▸ Extracted records:
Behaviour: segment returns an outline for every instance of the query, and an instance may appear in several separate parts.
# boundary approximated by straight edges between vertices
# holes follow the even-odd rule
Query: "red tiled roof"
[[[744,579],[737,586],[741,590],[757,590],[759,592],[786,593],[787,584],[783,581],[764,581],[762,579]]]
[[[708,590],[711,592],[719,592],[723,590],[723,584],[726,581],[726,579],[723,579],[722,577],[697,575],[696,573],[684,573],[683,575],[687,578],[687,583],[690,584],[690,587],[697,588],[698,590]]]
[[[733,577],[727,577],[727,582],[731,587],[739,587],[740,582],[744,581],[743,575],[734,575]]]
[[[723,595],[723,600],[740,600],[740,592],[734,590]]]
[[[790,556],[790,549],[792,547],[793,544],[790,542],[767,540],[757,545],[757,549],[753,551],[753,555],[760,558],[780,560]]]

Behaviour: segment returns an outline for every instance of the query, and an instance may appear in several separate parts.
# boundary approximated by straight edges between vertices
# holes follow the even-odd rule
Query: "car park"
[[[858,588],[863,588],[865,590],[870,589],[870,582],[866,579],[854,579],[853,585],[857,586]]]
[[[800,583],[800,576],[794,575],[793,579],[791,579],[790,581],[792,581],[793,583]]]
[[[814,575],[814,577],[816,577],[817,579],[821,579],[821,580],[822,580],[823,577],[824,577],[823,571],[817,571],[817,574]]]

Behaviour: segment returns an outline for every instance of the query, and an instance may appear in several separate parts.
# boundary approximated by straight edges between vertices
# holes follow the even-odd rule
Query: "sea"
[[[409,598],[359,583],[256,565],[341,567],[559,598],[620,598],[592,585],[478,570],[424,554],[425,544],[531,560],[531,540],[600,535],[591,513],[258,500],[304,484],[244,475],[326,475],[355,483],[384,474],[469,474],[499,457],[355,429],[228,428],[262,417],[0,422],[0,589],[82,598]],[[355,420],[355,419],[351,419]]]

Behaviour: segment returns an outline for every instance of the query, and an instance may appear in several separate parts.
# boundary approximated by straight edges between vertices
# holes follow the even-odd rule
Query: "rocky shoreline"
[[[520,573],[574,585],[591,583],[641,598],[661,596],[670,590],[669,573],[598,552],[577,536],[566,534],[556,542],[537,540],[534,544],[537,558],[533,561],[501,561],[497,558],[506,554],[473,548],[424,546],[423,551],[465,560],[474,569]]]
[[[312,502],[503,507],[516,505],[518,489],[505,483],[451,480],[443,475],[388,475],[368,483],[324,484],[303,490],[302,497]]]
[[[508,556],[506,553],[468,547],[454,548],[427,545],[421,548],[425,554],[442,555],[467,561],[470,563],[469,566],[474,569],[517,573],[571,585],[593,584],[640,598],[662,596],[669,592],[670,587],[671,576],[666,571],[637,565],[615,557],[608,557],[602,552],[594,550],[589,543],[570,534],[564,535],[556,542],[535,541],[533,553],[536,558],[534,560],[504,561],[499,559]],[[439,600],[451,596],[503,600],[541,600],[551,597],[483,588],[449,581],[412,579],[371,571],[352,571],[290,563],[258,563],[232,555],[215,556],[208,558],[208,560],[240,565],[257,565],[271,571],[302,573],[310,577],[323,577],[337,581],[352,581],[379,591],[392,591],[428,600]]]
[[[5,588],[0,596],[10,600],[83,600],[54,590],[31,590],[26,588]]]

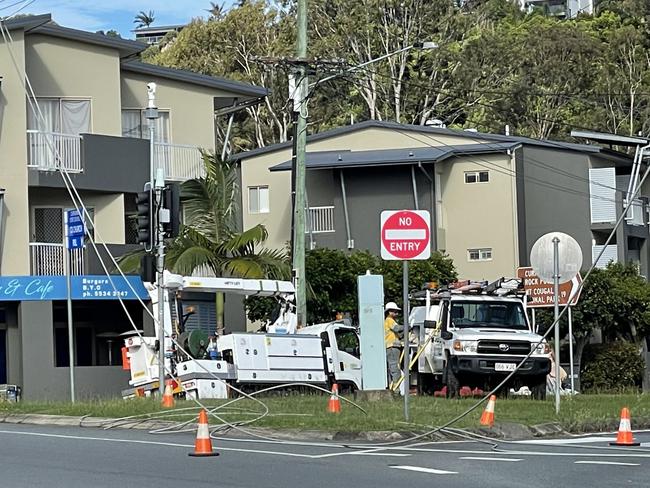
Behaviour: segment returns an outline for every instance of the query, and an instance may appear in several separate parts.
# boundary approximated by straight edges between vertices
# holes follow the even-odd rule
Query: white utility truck
[[[521,280],[433,285],[412,298],[424,305],[409,317],[411,386],[422,392],[446,386],[450,397],[463,386],[488,391],[533,351],[502,390],[526,386],[533,398],[546,397],[550,349],[530,326]]]
[[[290,282],[238,278],[183,277],[165,273],[165,357],[167,371],[178,377],[189,397],[228,398],[227,384],[254,390],[285,383],[361,388],[361,360],[356,330],[343,321],[305,327],[296,331],[294,288]],[[148,285],[154,310],[158,292]],[[236,293],[274,297],[276,317],[268,321],[267,333],[235,332],[208,337],[202,330],[185,330],[187,314],[182,292]],[[171,307],[177,311],[172,323]],[[191,313],[191,312],[190,312]],[[176,338],[181,348],[172,344]],[[130,363],[131,388],[125,398],[147,394],[158,385],[157,338],[125,339]]]

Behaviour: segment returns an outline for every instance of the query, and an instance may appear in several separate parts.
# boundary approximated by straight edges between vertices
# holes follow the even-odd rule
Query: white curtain
[[[90,132],[90,100],[61,100],[61,132],[74,135]]]
[[[168,143],[169,142],[169,112],[158,111],[158,118],[155,120],[155,137],[156,142]],[[142,138],[149,139],[149,120],[142,112]]]
[[[140,110],[122,110],[122,137],[142,137]]]
[[[34,104],[27,111],[27,128],[42,132],[60,132],[60,105],[58,99],[37,98],[39,112],[35,112]]]

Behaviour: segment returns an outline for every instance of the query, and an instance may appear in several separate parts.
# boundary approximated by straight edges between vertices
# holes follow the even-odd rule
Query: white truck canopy
[[[292,295],[296,290],[290,281],[251,280],[242,278],[207,278],[181,276],[165,271],[165,288],[179,291],[224,292],[239,295]]]

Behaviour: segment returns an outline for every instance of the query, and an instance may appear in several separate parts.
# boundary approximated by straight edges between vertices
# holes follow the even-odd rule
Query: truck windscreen
[[[528,330],[524,309],[517,302],[454,301],[451,304],[452,327],[494,327]]]

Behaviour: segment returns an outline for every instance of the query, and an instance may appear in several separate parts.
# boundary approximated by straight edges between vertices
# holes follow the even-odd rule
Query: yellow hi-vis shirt
[[[401,345],[399,337],[393,332],[393,327],[396,325],[397,322],[393,317],[386,317],[386,320],[384,320],[384,341],[386,342],[386,348],[399,347]]]

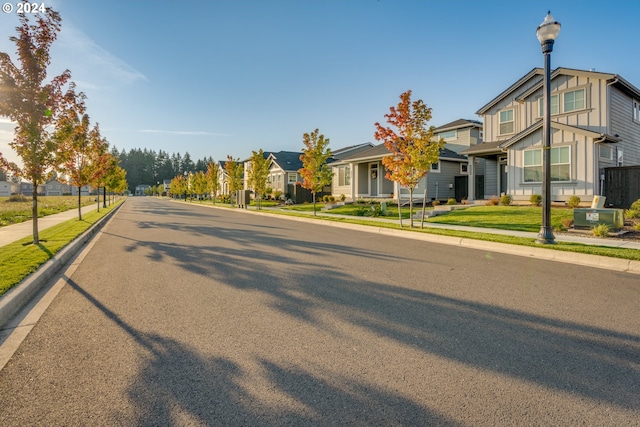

▸ Exercise:
Your job is to transcribe the records exactly and in full. Pictures are not part of the copy.

▸ Exercise answer:
Behaviour: segment returns an outline for every instance of the query, and an instance may appear in several separate parts.
# boundary approximated by straight edges between vertices
# holes follow the even-odd rule
Query: "red tiled roof"
[[[744,579],[737,586],[741,590],[757,590],[759,592],[786,593],[787,584],[783,581],[764,581],[762,579]]]
[[[708,590],[711,592],[719,592],[723,590],[723,584],[726,581],[726,579],[723,579],[722,577],[697,575],[696,573],[684,573],[683,575],[687,578],[687,583],[690,584],[690,587],[697,588],[698,590]]]
[[[733,577],[727,577],[727,582],[731,587],[739,587],[740,582],[744,581],[743,575],[734,575]]]
[[[723,595],[723,600],[740,600],[740,592],[734,590]]]
[[[790,556],[790,549],[792,547],[793,544],[790,542],[767,540],[757,545],[757,549],[753,551],[753,555],[760,558],[780,560]]]

Behaviour: segment returns an outline for every instance of the query, and an instance may appear in several separate parts.
# boundary approximated by straight edges between vertices
# holes follow the even-odd rule
Query: "car park"
[[[858,588],[863,588],[865,590],[870,589],[870,582],[866,579],[854,579],[853,585],[857,586]]]
[[[800,583],[800,576],[794,575],[793,579],[791,579],[790,581],[792,581],[793,583]]]
[[[814,575],[814,577],[816,577],[817,579],[821,579],[821,580],[822,580],[823,577],[824,577],[823,571],[817,571],[817,574]]]

Behaviour: segment returns an outline for every instance of the query, and an instance may appear in several separate parts.
# boundary approximated by straight edges between vertices
# holes follow the even-odd rule
Query: "sea"
[[[409,598],[359,583],[256,565],[341,567],[559,598],[620,598],[592,585],[478,570],[424,554],[425,544],[531,560],[531,540],[600,535],[591,513],[258,500],[304,484],[244,475],[326,475],[355,483],[384,474],[469,474],[499,457],[355,429],[228,428],[262,417],[0,422],[0,589],[82,598]],[[355,420],[355,419],[351,419]]]

Behaviour: segment returns an outline for every instance of the query, and an instance may appear in several separate parts.
# boundary approximated by straight edges between vertices
# holes follow the even-odd rule
Query: "rocky shoreline"
[[[520,573],[574,585],[591,583],[641,598],[661,596],[670,590],[669,573],[598,552],[577,536],[566,534],[556,542],[537,540],[534,544],[537,558],[533,561],[501,561],[497,558],[506,554],[473,548],[424,546],[423,551],[465,560],[474,569]]]
[[[312,502],[503,507],[516,505],[518,489],[505,483],[451,480],[443,475],[388,475],[368,483],[324,484],[303,490],[302,497]]]
[[[508,556],[506,553],[468,547],[454,548],[427,545],[421,548],[425,554],[442,555],[467,561],[470,563],[469,566],[474,569],[517,573],[571,585],[593,584],[640,598],[662,596],[669,592],[670,587],[671,576],[666,571],[637,565],[615,557],[608,557],[602,552],[594,550],[589,543],[570,534],[564,535],[556,542],[535,541],[533,553],[536,558],[534,560],[504,561],[499,559]],[[439,600],[451,596],[503,600],[541,600],[551,597],[483,588],[449,581],[412,579],[371,571],[352,571],[290,563],[258,563],[232,555],[215,556],[208,558],[208,560],[240,565],[257,565],[271,571],[302,573],[310,577],[323,577],[337,581],[352,581],[379,591],[392,591],[428,600]]]
[[[5,588],[0,596],[10,600],[83,600],[54,590],[31,590],[26,588]]]

Behaviour: segment returns an outline for every instance of the query, and an instance may appear in several separate parts.
# boundary approximated by straight edges between vertices
# holes follow the even-odd rule
Query: white utility truck
[[[521,280],[433,285],[412,298],[424,305],[409,317],[411,386],[422,392],[446,386],[450,397],[463,386],[488,391],[533,351],[502,390],[526,386],[533,398],[546,397],[550,349],[530,326]]]
[[[290,282],[238,278],[183,277],[165,273],[165,357],[167,371],[178,377],[189,397],[228,398],[227,384],[254,390],[285,383],[361,388],[361,360],[356,330],[343,321],[305,327],[296,331],[294,288]],[[148,285],[154,310],[158,292]],[[236,293],[274,297],[276,317],[268,321],[267,333],[235,332],[208,337],[202,330],[185,330],[187,314],[182,292]],[[171,307],[177,311],[172,323]],[[191,313],[191,312],[190,312]],[[176,338],[181,348],[172,344]],[[130,363],[131,388],[125,398],[147,394],[158,385],[157,338],[125,339]]]

Behaviour: segment returns an outline for every instance of the query, and an instance may appear in several separate parts.
# boundary approximated by straight edges between vertices
# holes follow the even-odd rule
Query: white curtain
[[[90,132],[90,100],[61,100],[61,132],[74,135]]]
[[[168,143],[169,142],[169,112],[158,111],[158,118],[155,120],[155,137],[156,142]],[[142,138],[149,139],[149,120],[142,112]]]
[[[140,110],[122,110],[122,137],[142,137]]]
[[[34,104],[27,111],[27,128],[42,132],[60,132],[60,105],[58,99],[37,98],[39,112],[35,112]]]

Behaviour: segment returns an outline for every instance of the query, and an instance may appear in several separate parts.
# boundary approximated by straight edges between vertices
# holes follow the even-odd rule
Query: white truck canopy
[[[292,295],[296,290],[290,281],[251,280],[242,278],[207,278],[181,276],[165,271],[165,288],[179,291],[224,292],[239,295]]]

Behaviour: segment returns an outline for every instance of the query, and an instance may appear in several separate parts.
# boundary approximated by straight edges between vertices
# holes follow the even-odd rule
Query: truck windscreen
[[[528,330],[524,309],[517,302],[454,301],[451,304],[452,327],[494,327]]]

Behaviour: segment returns an outline for every instance of the query, and an instance may appear in several separate parts.
# boundary approximated by straight edges between vertices
# holes follow the even-odd rule
Query: yellow hi-vis shirt
[[[401,345],[399,337],[393,332],[393,327],[396,325],[397,322],[393,317],[386,317],[386,320],[384,320],[384,341],[386,342],[386,348],[399,347]]]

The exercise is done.